Material to process:

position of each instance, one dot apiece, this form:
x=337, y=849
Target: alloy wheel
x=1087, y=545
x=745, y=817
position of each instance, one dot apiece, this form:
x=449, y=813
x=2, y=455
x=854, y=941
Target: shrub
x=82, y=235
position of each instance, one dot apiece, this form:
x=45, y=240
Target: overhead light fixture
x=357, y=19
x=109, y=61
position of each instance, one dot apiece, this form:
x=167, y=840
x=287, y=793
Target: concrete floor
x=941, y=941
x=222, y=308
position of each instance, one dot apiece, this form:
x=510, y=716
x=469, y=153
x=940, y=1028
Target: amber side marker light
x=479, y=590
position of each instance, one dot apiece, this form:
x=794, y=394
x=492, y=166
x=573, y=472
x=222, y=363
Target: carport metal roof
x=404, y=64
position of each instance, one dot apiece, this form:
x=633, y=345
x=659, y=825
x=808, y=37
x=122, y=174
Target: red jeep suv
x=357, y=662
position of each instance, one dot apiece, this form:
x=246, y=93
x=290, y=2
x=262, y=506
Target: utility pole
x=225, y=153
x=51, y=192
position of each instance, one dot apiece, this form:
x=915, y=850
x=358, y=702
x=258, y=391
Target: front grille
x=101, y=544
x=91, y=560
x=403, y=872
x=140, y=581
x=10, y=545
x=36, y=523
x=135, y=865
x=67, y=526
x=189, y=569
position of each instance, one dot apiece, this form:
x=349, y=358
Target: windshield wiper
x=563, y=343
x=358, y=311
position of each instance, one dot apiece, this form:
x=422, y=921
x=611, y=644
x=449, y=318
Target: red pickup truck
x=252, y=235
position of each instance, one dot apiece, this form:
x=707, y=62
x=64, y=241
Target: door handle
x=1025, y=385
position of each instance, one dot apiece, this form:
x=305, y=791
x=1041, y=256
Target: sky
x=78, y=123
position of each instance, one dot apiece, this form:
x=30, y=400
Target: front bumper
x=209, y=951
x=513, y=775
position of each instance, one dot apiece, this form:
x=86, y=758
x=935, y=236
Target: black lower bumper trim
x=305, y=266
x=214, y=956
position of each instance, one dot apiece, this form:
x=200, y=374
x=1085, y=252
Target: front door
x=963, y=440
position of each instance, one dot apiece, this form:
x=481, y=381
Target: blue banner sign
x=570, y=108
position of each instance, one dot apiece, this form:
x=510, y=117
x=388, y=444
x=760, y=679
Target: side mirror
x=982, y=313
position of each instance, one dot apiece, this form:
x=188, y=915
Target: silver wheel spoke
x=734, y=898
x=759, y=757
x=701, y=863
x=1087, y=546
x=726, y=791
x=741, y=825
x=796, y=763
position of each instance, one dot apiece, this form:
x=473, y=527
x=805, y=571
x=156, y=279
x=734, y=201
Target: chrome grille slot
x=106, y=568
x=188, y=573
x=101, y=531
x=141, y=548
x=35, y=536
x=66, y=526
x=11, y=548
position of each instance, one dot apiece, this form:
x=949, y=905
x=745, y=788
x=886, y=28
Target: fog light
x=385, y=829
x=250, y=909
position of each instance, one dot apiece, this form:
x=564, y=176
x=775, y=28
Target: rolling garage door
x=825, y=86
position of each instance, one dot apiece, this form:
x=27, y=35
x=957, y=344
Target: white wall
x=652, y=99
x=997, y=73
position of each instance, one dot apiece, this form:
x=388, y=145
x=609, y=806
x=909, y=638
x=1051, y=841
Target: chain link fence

What is expected: Write every record out again, letter for letter.

Task result:
position of each instance, one dot apiece, this form:
x=337, y=849
Target: alloy wheel
x=1087, y=545
x=745, y=817
position of each instance, one dot apiece, this form:
x=449, y=813
x=2, y=455
x=854, y=941
Target: shrub
x=82, y=235
position of each instance, one dot apiece, this form:
x=45, y=240
Target: overhead light fixture
x=357, y=19
x=109, y=61
position of each instance, one dot apiece, this form:
x=167, y=840
x=287, y=793
Target: concrete floor
x=941, y=941
x=222, y=308
position of each instance, one dot apiece, this form:
x=510, y=716
x=469, y=153
x=940, y=1028
Target: amber side marker light
x=479, y=590
position of each instance, one dot apiece, this form:
x=794, y=394
x=492, y=166
x=573, y=472
x=222, y=363
Target: carport metal roof
x=404, y=64
position of each instance, one dot apiece, this form:
x=633, y=345
x=659, y=825
x=808, y=37
x=122, y=174
Target: red jeep suv
x=357, y=662
position of each instance, one dot apiece, this form:
x=246, y=93
x=290, y=2
x=262, y=506
Target: utility pole
x=225, y=153
x=51, y=192
position of each instance, one dot apiece, this form:
x=915, y=850
x=358, y=702
x=258, y=391
Target: front grille
x=101, y=544
x=91, y=560
x=403, y=872
x=140, y=581
x=10, y=545
x=36, y=523
x=135, y=865
x=67, y=526
x=189, y=569
position of each instance, one dot apiece, this form:
x=349, y=358
Target: windshield wiper
x=563, y=343
x=358, y=311
position of each instance, one dot apiece, this form:
x=422, y=921
x=611, y=644
x=449, y=318
Target: red pickup truck
x=252, y=235
position of each instance, one dot apiece, this form:
x=707, y=62
x=64, y=241
Target: door handle
x=1025, y=385
position of each instance, one dot apiece, this form:
x=305, y=791
x=1041, y=256
Target: sky
x=78, y=123
position of each instance, one dot apiece, this form:
x=30, y=400
Target: front bumper
x=209, y=951
x=513, y=775
position of each instance, one dot apiece, this form:
x=86, y=758
x=935, y=236
Target: black lower bumper trim
x=305, y=266
x=214, y=956
position of each instance, one dot apiece, this form:
x=200, y=374
x=1085, y=252
Target: front door
x=963, y=440
position of each instance, one dot apiece, this form:
x=481, y=381
Target: blue banner sign
x=570, y=108
position of each instance, one dot apiece, this form:
x=510, y=117
x=388, y=444
x=760, y=679
Target: side mirror
x=982, y=313
position of each instance, one dot apiece, this form:
x=188, y=915
Target: silver wheel spoke
x=734, y=898
x=759, y=757
x=701, y=863
x=1087, y=546
x=726, y=791
x=741, y=825
x=796, y=763
position of each instance, one dot apiece, this form:
x=473, y=527
x=805, y=571
x=156, y=279
x=734, y=201
Target: chrome grille slot
x=106, y=568
x=188, y=573
x=101, y=531
x=141, y=548
x=35, y=536
x=66, y=526
x=11, y=548
position of each instance, one dot apiece, this form:
x=949, y=905
x=745, y=788
x=886, y=28
Target: fog light
x=385, y=829
x=250, y=909
position of each instance, one dot apiece, this form:
x=564, y=176
x=775, y=28
Target: rolling garage door
x=825, y=86
position of each instance, one dot apiece, this form:
x=27, y=35
x=957, y=344
Target: white wall
x=652, y=99
x=997, y=73
position of each instance, one dot apiece, this form:
x=388, y=145
x=609, y=806
x=909, y=638
x=1051, y=841
Target: chain link fence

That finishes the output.